What You Will Learn
- How people actually read web pages — the scanning patterns that web copy must account for
- The principles that make headlines work — and the common failure modes
- The most effective headline formulas — with examples and when to use each
- How to write CTAs that drive clicks — the specific words, placement, and context that convert
- The persuasion psychology principles that apply to web copy — from Cialdini to cognitive ease
- The clarity principles that make web copy convert: specificity, plain language, active voice
- How to structure landing page copy for high conversion rates
- Email subject line principles — what drives opens and what kills them
- How to format and structure copy for the scanning reader
- How to test copy and iterate based on data rather than opinion
How People Read Online
Web copywriting begins with an honest understanding of how web readers behave — and that behaviour is fundamentally different from how people read books, newspapers, or long-form reports. The foundational research is the Nielsen Norman Group's eyetracking studies, which have consistently shown that most web users do not read pages — they scan them.
The dominant scanning pattern on web pages is the F-pattern: users read across the top of the content area horizontally, then move down and read across a second horizontal line (typically shorter than the first), then scan the left side of the page vertically. The result is an F-shaped reading pattern, with the upper-left quadrant of any page receiving the most attention. This pattern has enormous implications for where you place the most important copy: the first sentence, the first paragraph, and the leftmost content in any section receives disproportionate reader attention.
The practical consequence: every sentence in web copy must earn the reader's continued attention. The reader makes a micro-decision to continue reading after every sentence. Copy that does not deliver value — that meanders, repeats, or states the obvious — loses the reader at each of these decision points. Web copy must be dense with value: every sentence should move the reader forward, provide new information, or reinforce a key benefit.
On any web page, the most important sentence is the first one. It determines whether the reader continues to the second sentence. The second most important sentence is the second one. Effective web copy front-loads every piece of value — the best argument first, the key benefit in the first sentence of every section, the most compelling claim in the first paragraph.
Headline Principles
On most web pages, the headline is read by everyone who arrives on the page; the body copy is read by a fraction of those people. The headline's job is to communicate the page's value proposition clearly enough to compel the reader to continue — it is the most important piece of copy on any page.
What makes headlines work
- Specificity. "Increase your email open rate" is a weak headline. "Increase your email open rate by 23% with one subject line change" is a strong headline. Specific numbers, timeframes, and outcomes are more believable and more compelling than vague benefits. A reader can evaluate a specific claim; they cannot evaluate a vague one.
- Clarity over cleverness. Headlines that require the reader to work out what they mean fail before the body copy has a chance to explain. Clever wordplay, obscure references, and ambiguous phrasing produce confusion. The clearest version of a headline — even if it is less witty — almost always outperforms the clever version in testing.

▬▬▬▬▬▬

**Written instruction A**
Rewrite the web copywriting guide from "The dominant scanning" to "disproportionate reader attention.", changing "enormous" to "major".

(Dataset entries)
▬▬▬▬▬▬

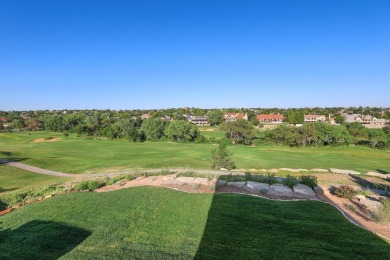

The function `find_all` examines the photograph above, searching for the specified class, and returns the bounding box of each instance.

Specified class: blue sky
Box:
[0,0,390,110]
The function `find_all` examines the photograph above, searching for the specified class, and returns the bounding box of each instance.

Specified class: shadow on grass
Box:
[195,176,390,259]
[0,220,91,259]
[376,169,390,174]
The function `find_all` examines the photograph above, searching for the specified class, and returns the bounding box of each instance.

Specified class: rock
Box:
[294,184,315,197]
[246,181,269,191]
[279,168,308,172]
[329,168,360,175]
[314,186,324,194]
[176,177,195,183]
[310,168,329,172]
[194,178,209,184]
[366,172,387,179]
[353,195,383,213]
[270,183,293,194]
[226,181,246,188]
[217,180,227,187]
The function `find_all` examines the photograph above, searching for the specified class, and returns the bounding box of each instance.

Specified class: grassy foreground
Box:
[0,187,390,259]
[0,132,390,173]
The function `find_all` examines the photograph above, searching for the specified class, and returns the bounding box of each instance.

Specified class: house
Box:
[344,114,388,128]
[187,115,210,126]
[141,114,150,120]
[223,113,248,122]
[344,114,363,123]
[304,115,326,123]
[256,113,284,124]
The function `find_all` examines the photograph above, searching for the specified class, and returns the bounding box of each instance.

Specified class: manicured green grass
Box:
[0,187,390,259]
[0,132,390,173]
[0,164,69,193]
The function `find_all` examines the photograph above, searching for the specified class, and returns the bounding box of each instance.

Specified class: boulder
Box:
[353,195,383,213]
[176,177,195,183]
[294,184,315,197]
[310,168,329,172]
[329,168,360,175]
[314,186,324,194]
[246,181,269,191]
[217,180,227,187]
[194,178,209,184]
[270,183,293,194]
[366,172,387,179]
[226,181,246,188]
[279,168,308,172]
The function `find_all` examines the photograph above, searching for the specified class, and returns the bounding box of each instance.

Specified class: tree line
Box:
[221,120,390,149]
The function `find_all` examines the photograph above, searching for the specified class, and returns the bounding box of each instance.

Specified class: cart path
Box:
[0,160,239,178]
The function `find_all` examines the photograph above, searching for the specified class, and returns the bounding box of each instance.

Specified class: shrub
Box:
[266,173,278,186]
[282,175,298,190]
[299,175,318,189]
[344,204,357,212]
[73,181,102,191]
[245,172,253,181]
[335,185,356,200]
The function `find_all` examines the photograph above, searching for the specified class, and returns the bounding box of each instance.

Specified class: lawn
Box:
[0,132,390,173]
[0,164,69,193]
[0,187,390,259]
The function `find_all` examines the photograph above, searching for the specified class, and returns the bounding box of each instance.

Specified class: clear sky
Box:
[0,0,390,110]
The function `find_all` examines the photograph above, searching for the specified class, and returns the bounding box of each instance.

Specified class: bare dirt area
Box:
[316,186,390,239]
[199,128,214,132]
[96,174,216,193]
[31,137,62,143]
[314,173,390,187]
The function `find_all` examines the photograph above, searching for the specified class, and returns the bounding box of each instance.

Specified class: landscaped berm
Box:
[0,187,390,259]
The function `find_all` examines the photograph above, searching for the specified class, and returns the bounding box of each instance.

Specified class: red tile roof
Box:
[256,114,284,120]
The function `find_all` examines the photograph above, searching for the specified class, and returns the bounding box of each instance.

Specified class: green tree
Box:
[346,122,368,144]
[164,120,200,142]
[295,124,317,147]
[270,124,296,145]
[287,111,304,125]
[334,115,345,124]
[141,118,167,141]
[11,119,25,130]
[211,142,236,170]
[221,119,256,145]
[207,110,224,125]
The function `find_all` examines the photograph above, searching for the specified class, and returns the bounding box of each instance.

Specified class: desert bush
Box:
[299,175,318,189]
[282,175,298,190]
[335,185,356,199]
[344,204,357,212]
[73,180,103,191]
[379,198,390,221]
[265,173,278,186]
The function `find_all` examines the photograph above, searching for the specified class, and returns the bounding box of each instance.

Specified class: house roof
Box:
[304,115,325,118]
[224,113,245,119]
[256,114,284,120]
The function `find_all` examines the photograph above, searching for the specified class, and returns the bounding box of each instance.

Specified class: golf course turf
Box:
[0,132,390,173]
[0,187,390,259]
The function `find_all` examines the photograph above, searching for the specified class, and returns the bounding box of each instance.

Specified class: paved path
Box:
[0,160,244,178]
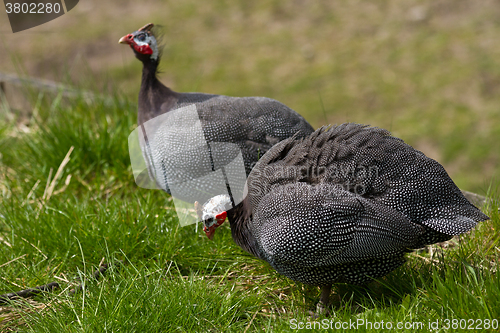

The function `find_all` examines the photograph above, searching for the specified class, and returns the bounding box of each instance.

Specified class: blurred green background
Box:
[0,0,500,194]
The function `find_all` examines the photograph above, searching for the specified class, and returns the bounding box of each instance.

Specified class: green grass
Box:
[0,0,500,332]
[0,86,500,332]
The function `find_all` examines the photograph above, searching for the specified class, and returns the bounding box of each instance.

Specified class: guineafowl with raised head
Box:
[119,23,314,201]
[195,123,488,310]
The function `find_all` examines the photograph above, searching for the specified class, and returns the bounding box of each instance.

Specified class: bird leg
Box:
[316,284,332,315]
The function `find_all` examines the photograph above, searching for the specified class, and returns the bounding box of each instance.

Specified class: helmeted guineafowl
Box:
[119,23,314,202]
[197,123,488,312]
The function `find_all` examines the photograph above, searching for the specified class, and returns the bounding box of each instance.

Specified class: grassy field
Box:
[0,0,500,332]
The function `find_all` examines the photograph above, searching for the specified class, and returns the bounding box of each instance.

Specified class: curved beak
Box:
[118,34,134,45]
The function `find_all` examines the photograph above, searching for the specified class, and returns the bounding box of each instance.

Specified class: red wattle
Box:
[215,212,227,225]
[134,45,153,54]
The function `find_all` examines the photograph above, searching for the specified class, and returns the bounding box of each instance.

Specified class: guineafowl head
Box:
[194,194,232,240]
[118,23,159,62]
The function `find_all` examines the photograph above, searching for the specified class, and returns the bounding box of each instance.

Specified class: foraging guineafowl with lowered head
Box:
[195,123,488,309]
[119,23,314,201]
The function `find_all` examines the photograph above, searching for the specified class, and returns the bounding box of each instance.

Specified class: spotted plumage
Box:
[199,123,488,304]
[119,23,314,202]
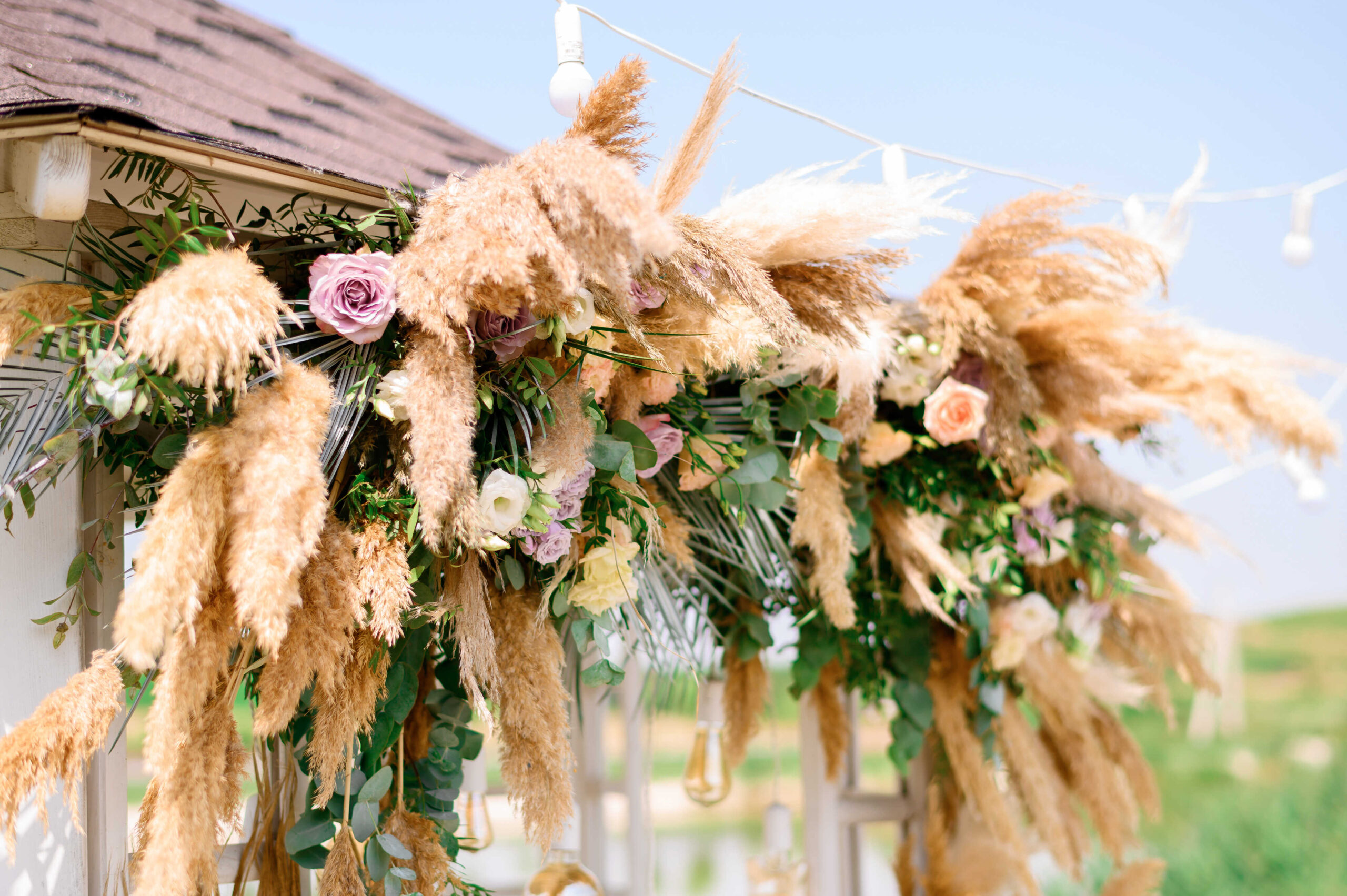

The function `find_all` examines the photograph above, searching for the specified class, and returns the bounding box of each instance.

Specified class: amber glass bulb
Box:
[458,756,496,853]
[683,679,731,806]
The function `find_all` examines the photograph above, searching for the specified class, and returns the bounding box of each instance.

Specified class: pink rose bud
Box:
[308,252,397,345]
[921,377,987,445]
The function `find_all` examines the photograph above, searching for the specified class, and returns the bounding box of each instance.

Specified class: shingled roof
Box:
[0,0,507,187]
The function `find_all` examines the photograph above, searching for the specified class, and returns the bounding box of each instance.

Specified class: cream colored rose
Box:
[921,377,987,445]
[567,540,638,615]
[861,420,912,466]
[1020,466,1071,508]
[991,591,1058,670]
[678,432,734,492]
[477,470,534,535]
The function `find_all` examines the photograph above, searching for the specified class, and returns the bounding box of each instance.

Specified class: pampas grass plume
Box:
[0,651,123,865]
[127,249,298,400]
[222,361,333,656]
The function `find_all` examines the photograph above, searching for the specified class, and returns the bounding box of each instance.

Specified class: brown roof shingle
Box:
[0,0,508,187]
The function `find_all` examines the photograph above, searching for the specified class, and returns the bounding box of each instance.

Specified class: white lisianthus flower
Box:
[991,591,1058,670]
[375,370,412,420]
[567,540,640,615]
[562,287,594,336]
[477,470,534,535]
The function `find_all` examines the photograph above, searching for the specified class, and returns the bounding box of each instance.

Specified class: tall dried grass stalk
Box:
[440,554,501,733]
[655,43,741,214]
[996,699,1084,880]
[356,524,415,647]
[927,635,1037,892]
[403,330,478,546]
[253,515,364,737]
[0,283,89,361]
[491,591,575,849]
[566,57,650,171]
[394,137,678,331]
[372,806,454,896]
[0,651,121,865]
[1099,858,1165,896]
[322,824,365,896]
[135,677,248,896]
[791,451,856,628]
[127,249,299,403]
[1017,644,1138,861]
[221,361,333,656]
[706,163,969,268]
[725,638,770,768]
[112,428,232,670]
[307,628,389,806]
[810,659,851,781]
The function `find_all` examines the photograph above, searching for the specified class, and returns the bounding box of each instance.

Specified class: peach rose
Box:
[921,377,987,445]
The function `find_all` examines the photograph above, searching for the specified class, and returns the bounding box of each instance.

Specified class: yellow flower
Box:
[568,540,640,615]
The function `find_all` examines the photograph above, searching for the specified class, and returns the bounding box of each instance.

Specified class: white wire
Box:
[574,0,1347,202]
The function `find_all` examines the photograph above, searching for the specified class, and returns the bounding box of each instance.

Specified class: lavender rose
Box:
[308,252,396,345]
[515,523,571,563]
[477,308,537,361]
[636,414,683,480]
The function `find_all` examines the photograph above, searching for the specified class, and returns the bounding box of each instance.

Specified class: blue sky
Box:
[233,0,1347,616]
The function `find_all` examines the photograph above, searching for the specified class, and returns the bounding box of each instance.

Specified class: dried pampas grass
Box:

▬▬▬▬▬▬

**Written instruction B**
State how many lines of the entries contain the string "roof", counting only matches in that exact case.

**Exercise answer A**
The dominant scanning pattern on web pages is the F-pattern: users read across the top of the content area horizontally, then move down and read across a second horizontal line (typically shorter than the first), then scan the left side of the page vertically. The result is an F-shaped reading pattern, with the upper-left quadrant of any page receiving the most attention. This pattern has major implications for where you place the most important copy: the first sentence, the first paragraph, and the leftmost content in any section receives disproportionate reader attention.

**Exercise answer B**
4